TRY IT.
This task calls for copying every line of the records that includes the word "shelf".

DATA EXTRACT.
****************
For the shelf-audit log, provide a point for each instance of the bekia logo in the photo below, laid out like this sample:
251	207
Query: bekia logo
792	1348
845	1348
****************
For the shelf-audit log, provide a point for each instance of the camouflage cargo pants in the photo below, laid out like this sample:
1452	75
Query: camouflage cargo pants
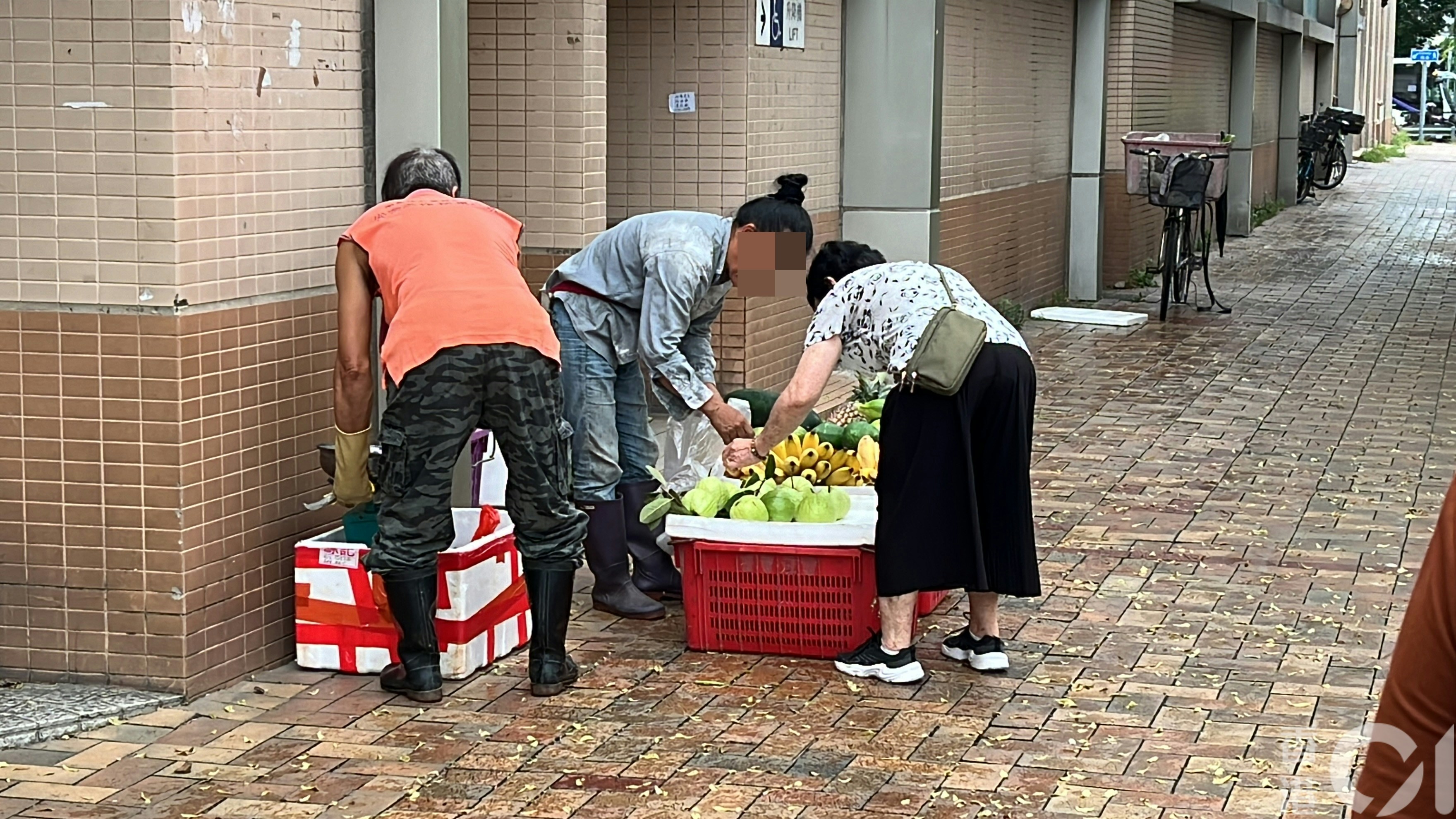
****************
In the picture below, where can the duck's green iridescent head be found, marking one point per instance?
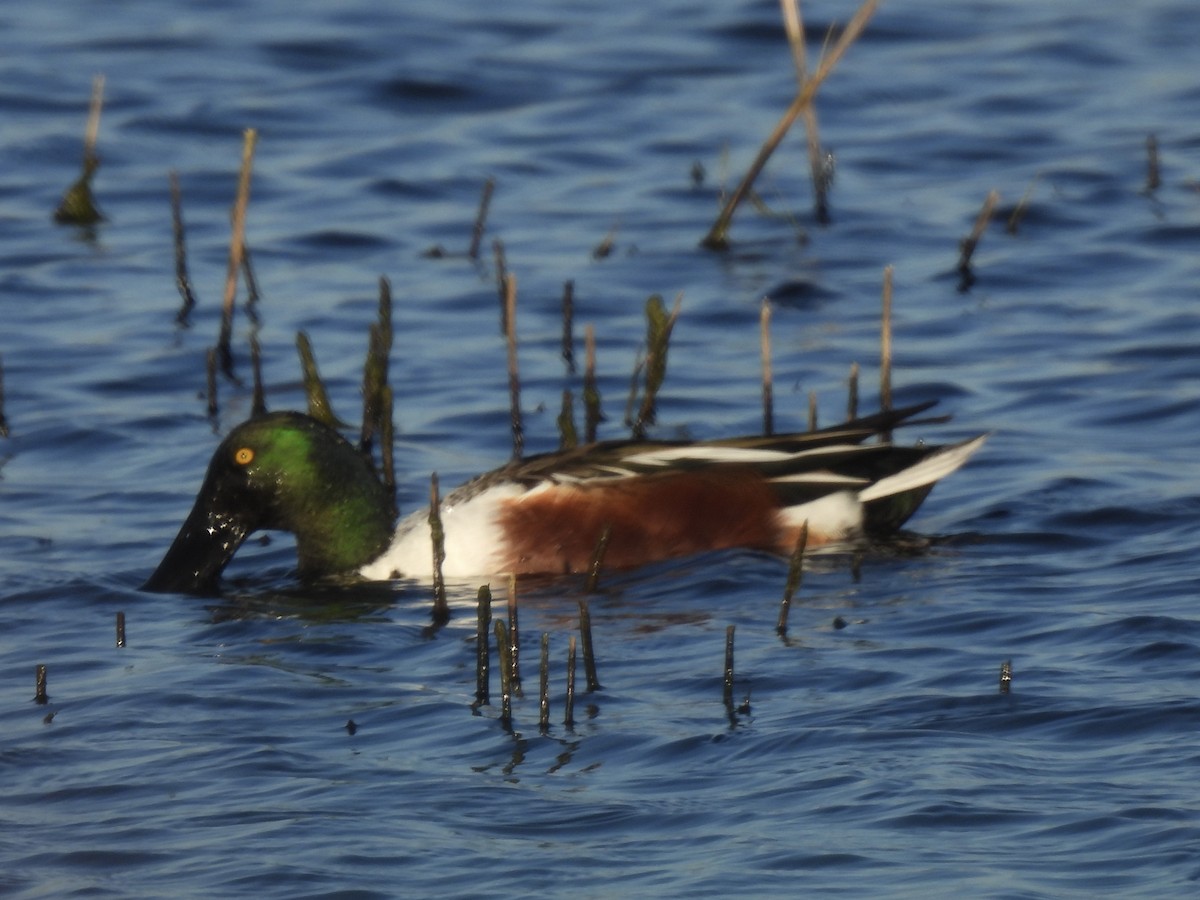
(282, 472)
****************
THE COMPLETED TASK.
For the shelf-audit log, provide a point for each instance of the bekia logo in the photo below, laid out like this sample:
For the shelf-audit log, provide a point for each instance of the camouflage cargo pants in the photo below, laid out like this sample:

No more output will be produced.